What you will do - Can you write out, word for word, everything from the start of the records down to the line that contains "box: [150, 46, 192, 154]", including that line?

Entries supplied -
+ + + + +
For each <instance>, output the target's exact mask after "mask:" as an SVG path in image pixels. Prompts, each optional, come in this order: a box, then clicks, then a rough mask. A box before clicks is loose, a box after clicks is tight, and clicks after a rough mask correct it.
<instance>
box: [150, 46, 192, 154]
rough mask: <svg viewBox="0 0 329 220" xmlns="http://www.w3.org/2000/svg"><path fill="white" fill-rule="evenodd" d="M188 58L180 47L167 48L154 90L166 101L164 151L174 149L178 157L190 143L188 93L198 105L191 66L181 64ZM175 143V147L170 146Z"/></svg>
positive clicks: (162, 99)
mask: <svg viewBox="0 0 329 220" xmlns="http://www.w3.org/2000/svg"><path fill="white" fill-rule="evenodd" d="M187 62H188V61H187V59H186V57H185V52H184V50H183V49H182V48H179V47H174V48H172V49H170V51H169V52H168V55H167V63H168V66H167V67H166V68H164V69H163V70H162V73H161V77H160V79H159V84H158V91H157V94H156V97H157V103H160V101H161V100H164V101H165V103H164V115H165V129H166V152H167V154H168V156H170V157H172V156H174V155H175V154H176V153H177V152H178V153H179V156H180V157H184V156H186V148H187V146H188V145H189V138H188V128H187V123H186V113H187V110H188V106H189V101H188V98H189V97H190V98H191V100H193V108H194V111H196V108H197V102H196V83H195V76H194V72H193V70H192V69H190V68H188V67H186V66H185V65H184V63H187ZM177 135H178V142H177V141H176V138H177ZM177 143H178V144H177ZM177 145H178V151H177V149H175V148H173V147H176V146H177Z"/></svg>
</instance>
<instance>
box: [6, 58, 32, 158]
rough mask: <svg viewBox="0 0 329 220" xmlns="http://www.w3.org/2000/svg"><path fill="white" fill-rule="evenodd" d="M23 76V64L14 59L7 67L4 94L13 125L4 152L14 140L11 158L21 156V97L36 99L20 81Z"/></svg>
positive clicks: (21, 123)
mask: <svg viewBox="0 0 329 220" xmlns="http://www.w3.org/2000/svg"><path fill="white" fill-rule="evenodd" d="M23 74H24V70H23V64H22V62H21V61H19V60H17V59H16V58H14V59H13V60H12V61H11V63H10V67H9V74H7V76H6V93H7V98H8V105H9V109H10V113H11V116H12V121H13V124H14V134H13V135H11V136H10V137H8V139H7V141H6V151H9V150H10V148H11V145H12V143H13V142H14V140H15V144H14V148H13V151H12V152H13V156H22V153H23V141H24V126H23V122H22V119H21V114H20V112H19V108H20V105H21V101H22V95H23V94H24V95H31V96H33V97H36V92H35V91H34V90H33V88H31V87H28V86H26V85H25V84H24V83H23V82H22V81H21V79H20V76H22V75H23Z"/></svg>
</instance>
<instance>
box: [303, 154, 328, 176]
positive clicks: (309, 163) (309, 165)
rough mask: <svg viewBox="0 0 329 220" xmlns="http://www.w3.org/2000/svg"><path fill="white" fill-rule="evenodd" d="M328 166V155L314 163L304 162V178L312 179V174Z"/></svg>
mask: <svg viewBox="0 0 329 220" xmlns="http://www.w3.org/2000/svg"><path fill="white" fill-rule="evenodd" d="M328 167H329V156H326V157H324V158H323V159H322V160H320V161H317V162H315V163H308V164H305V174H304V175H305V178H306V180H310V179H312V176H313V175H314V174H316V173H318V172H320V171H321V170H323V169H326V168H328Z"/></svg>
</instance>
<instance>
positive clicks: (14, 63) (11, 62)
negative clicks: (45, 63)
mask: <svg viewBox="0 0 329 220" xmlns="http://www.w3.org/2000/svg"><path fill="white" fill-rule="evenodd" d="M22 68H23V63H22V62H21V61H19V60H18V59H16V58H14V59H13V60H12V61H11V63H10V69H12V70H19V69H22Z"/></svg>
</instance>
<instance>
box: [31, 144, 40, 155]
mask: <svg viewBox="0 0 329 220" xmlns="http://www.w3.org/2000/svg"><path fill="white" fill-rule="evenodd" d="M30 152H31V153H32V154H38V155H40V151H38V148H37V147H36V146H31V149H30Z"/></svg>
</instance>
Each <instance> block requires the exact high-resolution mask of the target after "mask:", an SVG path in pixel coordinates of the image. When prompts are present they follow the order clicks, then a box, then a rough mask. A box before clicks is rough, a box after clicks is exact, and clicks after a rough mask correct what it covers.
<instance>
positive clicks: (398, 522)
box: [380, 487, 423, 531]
+ + + + +
Result for this exercise -
For each <instance>, output the target's exact mask after "mask:" as an SVG path in image pixels. Prompts, each optional, come in this order: a box, then clicks, then a rough mask. A box before clicks is loose, a box after clicks is tight, and clicks after a rough mask correct it.
<instance>
box: [150, 46, 192, 154]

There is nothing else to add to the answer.